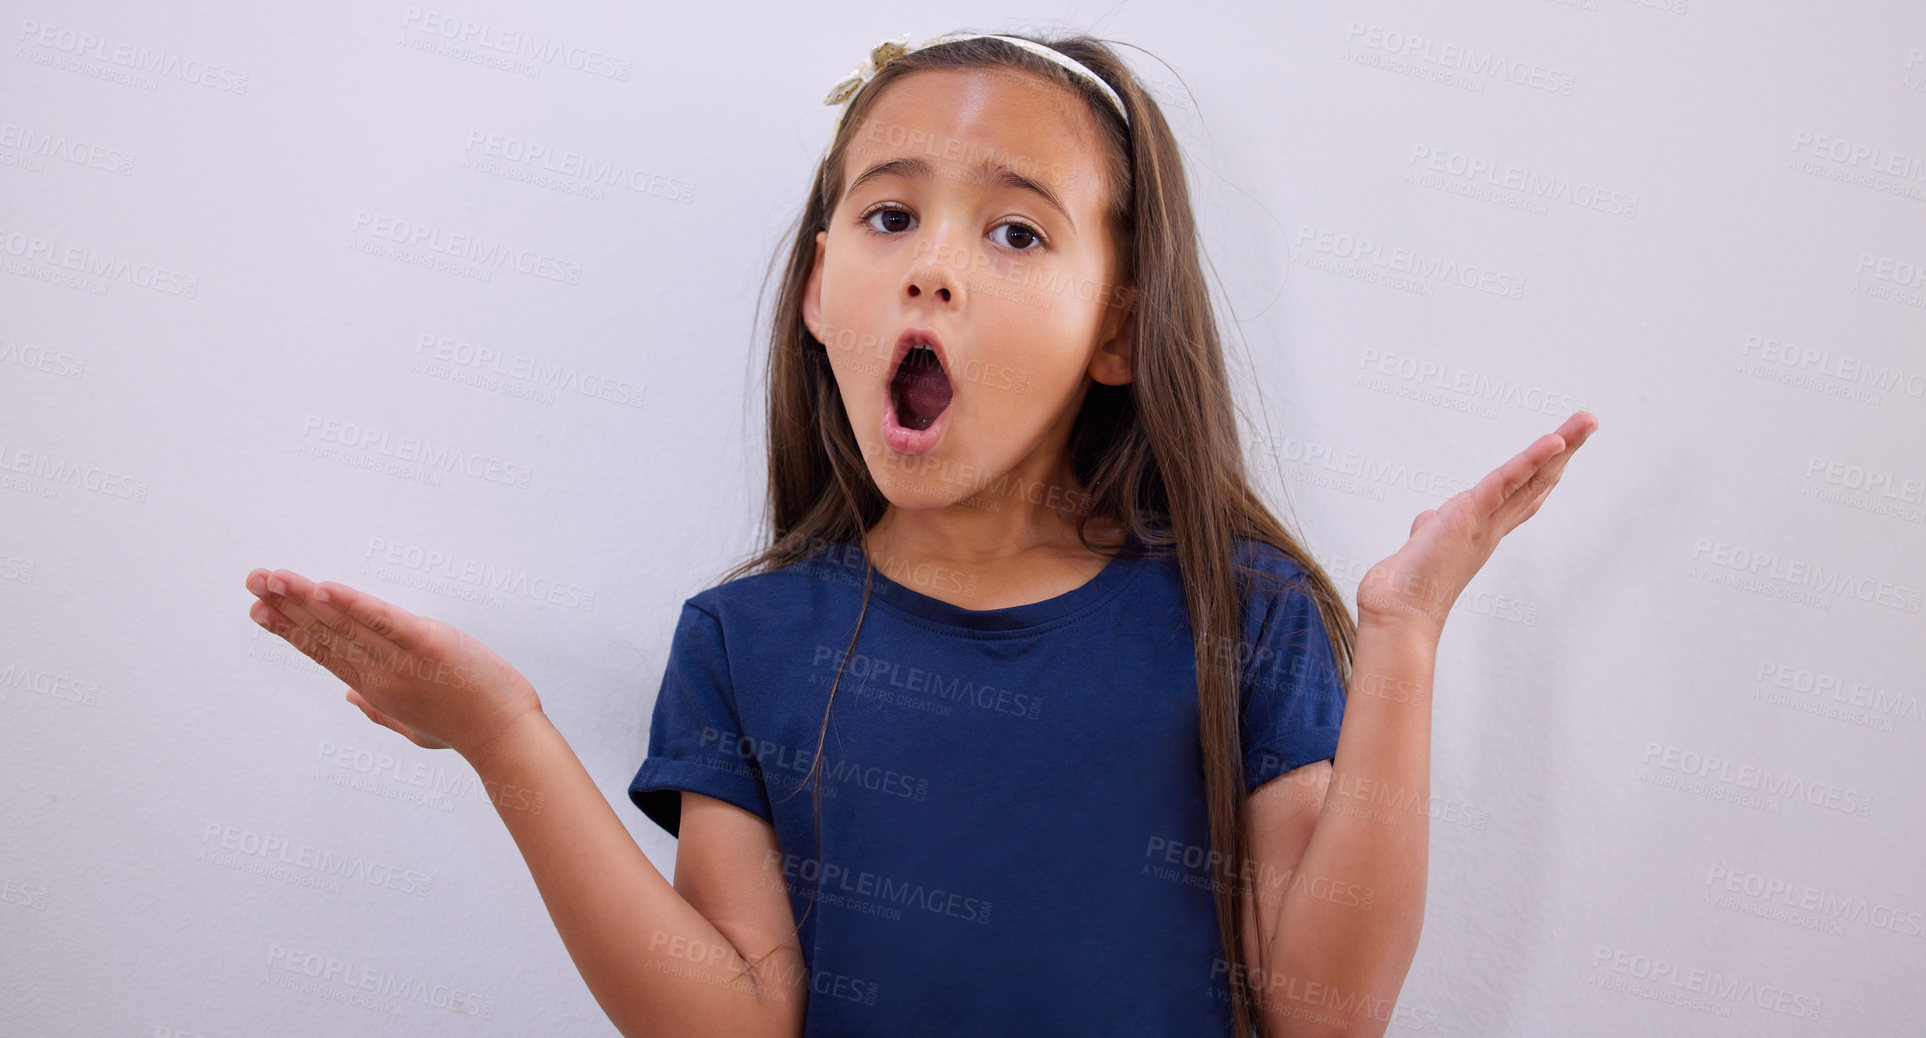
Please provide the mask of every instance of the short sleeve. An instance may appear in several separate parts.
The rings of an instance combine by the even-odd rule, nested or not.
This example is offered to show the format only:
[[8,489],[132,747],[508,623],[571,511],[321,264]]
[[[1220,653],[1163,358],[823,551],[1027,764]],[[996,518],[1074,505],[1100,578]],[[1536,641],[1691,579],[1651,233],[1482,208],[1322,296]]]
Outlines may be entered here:
[[772,819],[756,765],[743,737],[722,623],[684,602],[669,661],[649,722],[649,749],[629,783],[629,799],[650,820],[680,836],[682,793],[701,793]]
[[1250,640],[1241,691],[1246,792],[1306,764],[1334,759],[1344,720],[1344,680],[1324,618],[1294,563],[1265,568],[1280,567],[1286,583],[1257,595],[1257,633]]

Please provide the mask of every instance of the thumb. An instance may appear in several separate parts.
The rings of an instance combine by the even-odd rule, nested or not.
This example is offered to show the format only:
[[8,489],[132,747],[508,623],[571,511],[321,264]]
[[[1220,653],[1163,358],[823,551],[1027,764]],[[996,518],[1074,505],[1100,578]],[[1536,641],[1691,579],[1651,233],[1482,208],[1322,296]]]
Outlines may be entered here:
[[400,732],[402,736],[405,737],[409,742],[414,743],[416,746],[419,746],[424,750],[446,750],[449,748],[448,744],[445,742],[442,742],[440,739],[434,739],[434,738],[424,739],[421,736],[416,735],[415,730],[413,728],[410,728],[407,725],[402,724],[400,721],[397,721],[394,718],[389,717],[387,714],[384,714],[381,711],[376,710],[374,708],[374,704],[368,702],[366,699],[361,698],[361,693],[356,692],[352,688],[348,690],[348,702],[353,703],[355,706],[360,707],[361,712],[368,715],[368,720],[373,721],[374,723],[381,725],[383,727],[392,728],[395,731]]
[[414,739],[415,735],[413,732],[408,730],[407,725],[402,724],[400,721],[397,721],[394,718],[389,717],[387,714],[384,714],[379,710],[376,710],[374,708],[374,704],[368,702],[366,699],[361,698],[361,693],[356,692],[354,689],[348,690],[348,702],[353,703],[357,707],[360,707],[361,712],[368,715],[368,720],[373,721],[374,723],[381,725],[384,728],[392,728],[395,731],[400,732],[402,735],[407,736],[410,740]]

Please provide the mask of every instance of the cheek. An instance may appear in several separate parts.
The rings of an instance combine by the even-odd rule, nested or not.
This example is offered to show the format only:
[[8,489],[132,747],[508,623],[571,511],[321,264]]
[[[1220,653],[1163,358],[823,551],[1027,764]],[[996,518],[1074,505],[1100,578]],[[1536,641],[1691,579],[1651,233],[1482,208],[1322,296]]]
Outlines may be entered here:
[[847,346],[829,345],[829,369],[836,376],[836,389],[842,394],[843,410],[862,428],[882,414],[879,388],[882,361]]
[[885,283],[894,274],[885,269],[888,264],[880,261],[876,250],[854,237],[854,232],[849,240],[837,244],[842,245],[842,249],[832,253],[823,268],[823,308],[873,306],[880,301],[878,293],[885,291]]
[[889,347],[880,335],[870,311],[870,301],[879,298],[883,288],[873,267],[859,263],[832,262],[823,271],[822,314],[819,334],[828,351],[830,368],[839,384],[846,387],[845,407],[852,397],[873,395],[863,386],[865,380],[883,377],[889,360]]
[[980,354],[982,370],[970,379],[984,387],[988,407],[1018,414],[1076,391],[1097,330],[1088,305],[1033,295],[999,307],[997,324],[996,345]]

WHAT THE EXERCISE ASKS: Everything in the records above should come back word for word, except the pictures.

ANSWER SECTION:
Please provide the mask of every instance of the short sleeve. An instance may appear in several separate parts.
The rings of an instance combine by the even-odd rule, nested or not.
This example is offered to show the format only:
[[8,489],[132,747],[508,623],[571,511],[321,264]]
[[[1220,653],[1163,358],[823,551],[1027,764]],[[996,518],[1074,505],[1100,578]],[[1536,641],[1691,579],[1651,233],[1482,208],[1322,296]]]
Outlines may be entered here:
[[772,819],[756,765],[743,737],[722,623],[684,602],[669,661],[649,722],[649,749],[629,783],[629,799],[650,820],[680,836],[682,793],[701,793]]
[[1250,640],[1241,691],[1246,792],[1306,764],[1334,759],[1344,720],[1344,680],[1324,618],[1294,563],[1265,568],[1280,567],[1286,583],[1257,595],[1257,633]]

Please provide the mask of every instance of the thumb. An instance may appear in several separate parts.
The rings of an instance combine by the even-odd rule, nested or not.
This example is offered to show the format only:
[[8,489],[132,747],[508,623],[571,511],[321,264]]
[[[1220,653],[1163,358],[823,551],[1027,764]],[[996,518],[1074,505],[1100,578]],[[1536,641],[1691,579],[1651,233],[1482,208],[1322,296]]]
Outlines may be entered here:
[[400,732],[402,736],[405,737],[409,742],[414,743],[416,746],[419,746],[424,750],[446,750],[449,748],[448,744],[445,742],[442,742],[440,739],[434,739],[434,738],[424,739],[421,736],[416,735],[415,730],[413,728],[410,728],[407,725],[402,724],[400,721],[397,721],[394,718],[389,717],[387,714],[384,714],[381,711],[376,710],[374,708],[374,704],[368,702],[366,699],[361,698],[361,693],[356,692],[352,688],[348,690],[348,702],[353,703],[355,706],[360,707],[361,712],[368,715],[368,720],[373,721],[374,723],[381,725],[383,727],[392,728],[395,731]]
[[414,739],[415,735],[413,732],[408,730],[407,725],[402,724],[400,721],[397,721],[394,718],[389,717],[387,714],[384,714],[379,710],[376,710],[374,708],[374,704],[368,702],[366,699],[361,698],[361,693],[356,692],[354,689],[348,690],[348,702],[353,703],[357,707],[360,707],[361,712],[368,715],[368,720],[373,721],[374,723],[381,725],[384,728],[392,728],[395,731],[400,732],[402,735],[407,736],[410,740]]

Please provide the mask of every instance of the cheek. An instance may appear in several separate parts.
The rings of an instance combine by the even-odd rule, nested or not.
This example is offered to show the format only:
[[8,489],[132,747],[508,623],[571,511],[321,264]]
[[[1220,653],[1163,358],[823,551],[1027,764]],[[996,518],[1074,505],[1100,578]],[[1536,641],[1691,579],[1651,233],[1482,208],[1322,296]]]
Outlines may be entered here:
[[847,346],[829,345],[829,369],[836,376],[836,389],[842,394],[843,410],[862,428],[882,414],[879,388],[882,361]]
[[885,283],[894,274],[885,269],[888,264],[880,261],[876,250],[854,237],[854,232],[849,240],[837,244],[842,245],[842,249],[832,253],[823,268],[823,308],[873,306],[880,301],[878,293],[885,291]]
[[889,347],[880,335],[870,311],[870,301],[879,298],[883,288],[873,267],[859,263],[832,262],[823,271],[822,314],[819,334],[828,351],[830,368],[839,384],[846,387],[845,407],[852,397],[873,395],[863,386],[865,380],[883,377],[889,360]]
[[980,354],[982,370],[970,379],[984,387],[988,407],[1018,414],[1076,391],[1097,330],[1088,305],[1033,295],[999,307],[997,324],[996,345]]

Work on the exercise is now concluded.